[Saved entries]
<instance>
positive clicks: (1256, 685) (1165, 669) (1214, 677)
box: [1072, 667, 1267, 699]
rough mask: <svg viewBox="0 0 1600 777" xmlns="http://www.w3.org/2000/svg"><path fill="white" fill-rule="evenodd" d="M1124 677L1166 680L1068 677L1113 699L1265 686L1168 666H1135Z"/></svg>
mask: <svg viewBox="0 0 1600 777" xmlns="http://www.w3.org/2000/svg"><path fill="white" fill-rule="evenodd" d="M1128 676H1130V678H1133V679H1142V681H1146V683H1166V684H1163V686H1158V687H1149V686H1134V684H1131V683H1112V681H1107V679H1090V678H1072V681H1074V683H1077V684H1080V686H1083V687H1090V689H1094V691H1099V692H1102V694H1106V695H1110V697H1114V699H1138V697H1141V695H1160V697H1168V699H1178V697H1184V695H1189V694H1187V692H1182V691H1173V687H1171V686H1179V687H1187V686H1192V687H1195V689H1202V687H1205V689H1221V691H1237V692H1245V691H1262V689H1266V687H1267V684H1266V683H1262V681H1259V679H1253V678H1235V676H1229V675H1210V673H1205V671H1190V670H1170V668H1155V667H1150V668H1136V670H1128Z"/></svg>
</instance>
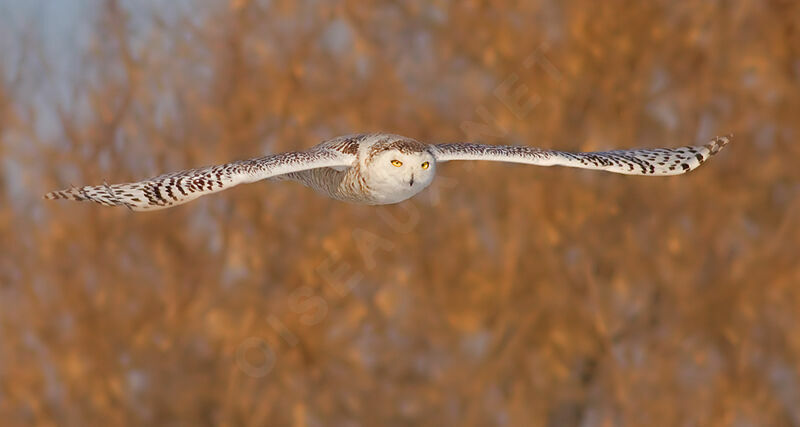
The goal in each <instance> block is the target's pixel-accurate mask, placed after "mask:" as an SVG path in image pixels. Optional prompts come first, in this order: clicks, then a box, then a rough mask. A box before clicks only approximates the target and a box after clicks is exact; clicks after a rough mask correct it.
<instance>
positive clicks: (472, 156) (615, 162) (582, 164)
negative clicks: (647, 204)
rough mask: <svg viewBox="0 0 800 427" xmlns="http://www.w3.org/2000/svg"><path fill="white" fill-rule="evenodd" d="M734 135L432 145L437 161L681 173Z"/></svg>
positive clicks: (701, 162)
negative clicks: (545, 147)
mask: <svg viewBox="0 0 800 427" xmlns="http://www.w3.org/2000/svg"><path fill="white" fill-rule="evenodd" d="M732 137H733V135H728V136H720V137H716V138H714V139H713V140H711V142H709V143H708V144H705V145H698V146H693V147H681V148H653V149H642V150H615V151H596V152H588V153H570V152H566V151H553V150H544V149H540V148H534V147H525V146H515V145H483V144H468V143H459V144H438V145H434V146H433V153H434V156H435V157H436V161H437V162H447V161H450V160H493V161H498V162H511V163H525V164H529V165H538V166H554V165H558V166H569V167H573V168H584V169H597V170H604V171H608V172H615V173H622V174H627V175H652V176H663V175H680V174H682V173H685V172H689V171H690V170H692V169H696V168H697V167H698V166H700V165H701V164H703V162H705V161H706V160H708V158H709V157H711V156H713V155H714V154H716V153H718V152H719V150H721V149H722V147H724V146H725V144H727V143H728V142H729V141H730V140H731V138H732Z"/></svg>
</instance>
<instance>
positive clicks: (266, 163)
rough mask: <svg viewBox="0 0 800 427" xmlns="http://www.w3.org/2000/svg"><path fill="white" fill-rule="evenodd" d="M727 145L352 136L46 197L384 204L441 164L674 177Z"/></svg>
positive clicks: (139, 208) (113, 201)
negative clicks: (424, 138)
mask: <svg viewBox="0 0 800 427" xmlns="http://www.w3.org/2000/svg"><path fill="white" fill-rule="evenodd" d="M730 139H731V136H722V137H717V138H714V139H713V140H711V142H709V143H707V144H705V145H698V146H693V147H681V148H655V149H641V150H615V151H602V152H587V153H570V152H565V151H554V150H545V149H541V148H534V147H526V146H513V145H483V144H470V143H455V144H436V145H429V144H424V143H421V142H418V141H416V140H414V139H411V138H406V137H403V136H399V135H392V134H383V133H377V134H365V135H350V136H342V137H339V138H335V139H332V140H329V141H325V142H323V143H321V144H319V145H317V146H315V147H312V148H310V149H308V150H306V151H296V152H288V153H280V154H273V155H269V156H264V157H258V158H255V159H250V160H240V161H236V162H232V163H226V164H224V165H217V166H208V167H203V168H198V169H189V170H185V171H181V172H174V173H169V174H166V175H161V176H157V177H155V178H151V179H146V180H144V181H139V182H133V183H127V184H110V185H109V184H104V185H97V186H86V187H80V188H77V187H73V188H69V189H66V190H60V191H53V192H50V193H47V194H46V195H45V196H44V197H45V198H46V199H70V200H78V201H82V200H91V201H93V202H96V203H100V204H101V205H105V206H126V207H128V208H129V209H131V210H134V211H150V210H157V209H165V208H169V207H172V206H177V205H180V204H183V203H186V202H189V201H191V200H194V199H196V198H198V197H200V196H204V195H206V194H211V193H216V192H217V191H221V190H225V189H228V188H231V187H233V186H236V185H239V184H243V183H249V182H255V181H260V180H262V179H270V180H292V181H298V182H301V183H302V184H304V185H306V186H308V187H310V188H313V189H314V190H316V191H318V192H320V193H322V194H324V195H326V196H328V197H331V198H333V199H336V200H342V201H346V202H352V203H363V204H368V205H385V204H391V203H398V202H401V201H403V200H406V199H408V198H410V197H412V196H414V195H415V194H417V193H419V192H420V191H422V190H423V189H425V187H427V186H428V185H430V183H431V181H433V177H434V176H435V175H436V169H437V167H438V166H439V164H440V163H444V162H449V161H451V160H491V161H497V162H510V163H524V164H529V165H538V166H553V165H559V166H569V167H575V168H584V169H597V170H604V171H608V172H615V173H621V174H627V175H649V176H666V175H680V174H683V173H686V172H688V171H690V170H693V169H695V168H697V167H698V166H700V165H701V164H703V162H705V161H706V160H708V158H709V157H711V156H713V155H714V154H716V153H717V152H719V150H721V149H722V147H724V146H725V144H727V143H728V141H730Z"/></svg>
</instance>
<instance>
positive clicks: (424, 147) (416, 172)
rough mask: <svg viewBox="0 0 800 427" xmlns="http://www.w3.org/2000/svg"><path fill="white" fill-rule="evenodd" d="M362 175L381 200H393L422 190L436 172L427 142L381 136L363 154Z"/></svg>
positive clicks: (430, 153) (390, 136) (400, 137)
mask: <svg viewBox="0 0 800 427" xmlns="http://www.w3.org/2000/svg"><path fill="white" fill-rule="evenodd" d="M364 154H365V156H364V159H363V160H364V164H363V165H362V171H361V173H362V175H363V176H364V179H365V180H366V184H367V186H368V187H369V188H371V189H373V190H376V193H377V194H381V195H382V197H383V199H382V200H381V202H382V203H397V202H400V201H403V200H405V199H408V198H409V197H412V196H413V195H415V194H417V193H419V192H420V191H422V190H424V189H425V188H426V187H427V186H428V185H430V183H431V181H433V178H434V176H435V175H436V158H434V156H433V154H432V153H431V151H430V149H429V148H428V145H426V144H423V143H421V142H419V141H416V140H414V139H411V138H406V137H403V136H399V135H385V134H384V135H381V136H380V138H379V139H377V140H376V141H375V142H374V143H373V144H371V145H370V146H369V148H368V149H367V152H366V153H364Z"/></svg>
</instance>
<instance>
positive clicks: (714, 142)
mask: <svg viewBox="0 0 800 427" xmlns="http://www.w3.org/2000/svg"><path fill="white" fill-rule="evenodd" d="M732 139H733V134H732V133H729V134H727V135H723V136H718V137H716V138H714V139H712V140H711V142H709V143H708V144H706V145H705V147H706V148H708V151H709V155H712V156H713V155H714V154H717V153H719V152H720V151H721V150H722V149H723V148H724V147H725V146H726V145H728V143H729V142H731V140H732Z"/></svg>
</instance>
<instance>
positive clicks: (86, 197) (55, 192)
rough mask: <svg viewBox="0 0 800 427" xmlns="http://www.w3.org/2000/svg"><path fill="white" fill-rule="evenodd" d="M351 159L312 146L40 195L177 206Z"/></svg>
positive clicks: (168, 207) (100, 203) (334, 153)
mask: <svg viewBox="0 0 800 427" xmlns="http://www.w3.org/2000/svg"><path fill="white" fill-rule="evenodd" d="M354 161H355V156H354V155H352V154H348V153H343V152H341V151H338V150H333V149H324V148H321V149H316V150H314V149H312V150H310V151H306V152H290V153H281V154H275V155H271V156H265V157H259V158H255V159H250V160H241V161H237V162H232V163H226V164H224V165H217V166H207V167H203V168H198V169H189V170H185V171H180V172H173V173H169V174H165V175H161V176H157V177H155V178H151V179H147V180H144V181H139V182H133V183H127V184H110V185H109V184H104V185H97V186H87V187H79V188H78V187H73V188H69V189H66V190H60V191H52V192H50V193H47V194H46V195H45V196H44V198H45V199H69V200H78V201H83V200H91V201H93V202H96V203H100V204H101V205H105V206H127V207H128V208H130V209H132V210H134V211H149V210H156V209H165V208H169V207H172V206H176V205H180V204H183V203H186V202H189V201H192V200H194V199H196V198H198V197H200V196H204V195H206V194H211V193H216V192H217V191H222V190H226V189H228V188H231V187H233V186H236V185H239V184H243V183H249V182H255V181H259V180H262V179H267V178H272V177H275V176H279V175H283V174H286V173H291V172H299V171H304V170H308V169H316V168H324V167H348V166H350V165H352V164H353V162H354Z"/></svg>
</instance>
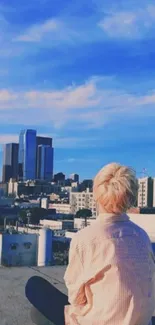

- Assigned task -
Up to and including the line with "box: [1072, 667, 1267, 699]", output every line of the records above exactly, starting from the first; output nothing else.

- Response area -
<instance>
positive clicks: (1256, 685) (1165, 669) (1214, 677)
box: [1072, 667, 1267, 699]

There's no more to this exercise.